For Immediate Release:
December 5, 2017
 
Contact:
Matthew Nocella, 202.724.8105 - mnocella@dccouncil.us

Statement of Councilmember Grosso on findings that killing of Terrence Sterling was unjustified

Washington, D.C. – The following is a statement by Councilmember David Grosso (I-At Large) on the announcement of the findings of the Use of Force Review Board in the case of Terrence Sterling:

"I welcome the announcement from Chief Newsham today on the conclusions of the Metropolitan Police Department’s Use of Force Review Board regarding the September 2016 killing of Terrence Sterling.  As D.C. strives to improve faith and trust in law enforcement, it is every government official’s and police officer’s obligation to continue to hold MPD members to the highest standard in protecting the communities they serve.

"Though I believe the officer should have been charged by the U.S. Attorney, I supported the mayor and MPD’s request that the officer resign back in August, as well as the full disciplinary review.  That review is now complete. It has been determined that the shooting was unjustified and that the officer should be terminated. This is the right course of action. I hope that it can give those who loved Mr. Sterling some sense of justice.

"I remain committed to further utilization of non-violent methods, along with a public health and community-based approach to policing, in order to prevent incidents like this from happening in the future and rebuild the trust necessary for the safety of all our residents."
====
Copy the press release word for word from "Statement of Councilmember" to "communities they serve.".

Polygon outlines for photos
====
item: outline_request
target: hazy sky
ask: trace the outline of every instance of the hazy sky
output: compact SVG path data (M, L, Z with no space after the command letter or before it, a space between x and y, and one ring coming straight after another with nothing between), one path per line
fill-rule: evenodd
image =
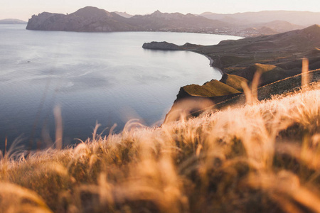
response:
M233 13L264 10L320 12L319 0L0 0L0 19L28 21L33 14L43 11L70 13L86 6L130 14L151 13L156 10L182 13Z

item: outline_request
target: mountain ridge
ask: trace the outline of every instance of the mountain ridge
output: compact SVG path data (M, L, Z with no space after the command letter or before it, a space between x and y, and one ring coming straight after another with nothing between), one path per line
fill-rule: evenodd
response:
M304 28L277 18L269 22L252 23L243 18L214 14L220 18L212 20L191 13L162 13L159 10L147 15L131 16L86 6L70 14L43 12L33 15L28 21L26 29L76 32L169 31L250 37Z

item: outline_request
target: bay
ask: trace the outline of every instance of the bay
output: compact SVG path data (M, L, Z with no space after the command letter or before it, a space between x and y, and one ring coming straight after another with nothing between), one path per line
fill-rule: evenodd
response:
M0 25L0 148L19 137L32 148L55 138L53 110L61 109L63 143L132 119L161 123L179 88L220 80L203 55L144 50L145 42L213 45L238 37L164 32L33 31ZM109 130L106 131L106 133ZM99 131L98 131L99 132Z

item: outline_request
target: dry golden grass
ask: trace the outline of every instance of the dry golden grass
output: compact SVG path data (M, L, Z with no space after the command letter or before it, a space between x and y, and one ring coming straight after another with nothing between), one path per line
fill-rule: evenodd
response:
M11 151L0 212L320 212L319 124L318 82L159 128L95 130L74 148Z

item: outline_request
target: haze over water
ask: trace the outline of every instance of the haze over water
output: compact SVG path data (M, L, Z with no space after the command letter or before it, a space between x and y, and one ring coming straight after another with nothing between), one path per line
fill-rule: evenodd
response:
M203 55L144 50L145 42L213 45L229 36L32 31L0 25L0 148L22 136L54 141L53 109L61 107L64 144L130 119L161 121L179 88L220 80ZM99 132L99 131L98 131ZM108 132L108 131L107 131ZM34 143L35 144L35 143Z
====
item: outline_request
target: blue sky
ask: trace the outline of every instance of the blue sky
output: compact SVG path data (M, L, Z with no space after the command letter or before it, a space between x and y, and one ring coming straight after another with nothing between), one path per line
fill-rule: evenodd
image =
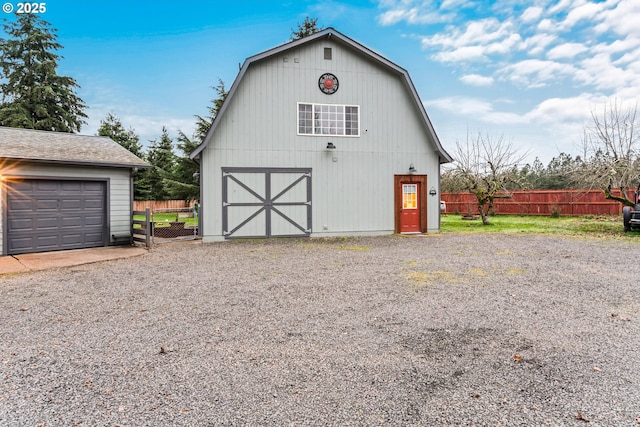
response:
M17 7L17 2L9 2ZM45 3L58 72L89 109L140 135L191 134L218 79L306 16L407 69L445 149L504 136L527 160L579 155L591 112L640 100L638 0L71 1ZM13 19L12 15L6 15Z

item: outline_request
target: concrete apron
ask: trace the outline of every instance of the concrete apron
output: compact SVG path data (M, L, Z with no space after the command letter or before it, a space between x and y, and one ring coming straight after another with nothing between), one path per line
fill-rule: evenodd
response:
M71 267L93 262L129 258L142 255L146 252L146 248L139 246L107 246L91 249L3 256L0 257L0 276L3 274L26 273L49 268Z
====
- **PROBLEM SOLUTION**
Statement of Councilmember Grosso on findings that killing of Terrence Sterling was unjustified

Washington, D.C. – The following is a statement by Councilmember David Grosso (I-At Large) on the announcement of the findings of the Use of Force Review Board in the case of Terrence Sterling:

"I welcome the announcement from Chief Newsham today on the conclusions of the Metropolitan Police Department’s Use of Force Review Board regarding the September 2016 killing of Terrence Sterling.  As D.C. strives to improve faith and trust in law enforcement, it is every government official’s and police officer’s obligation to continue to hold MPD members to the highest standard in protecting the communities they serve.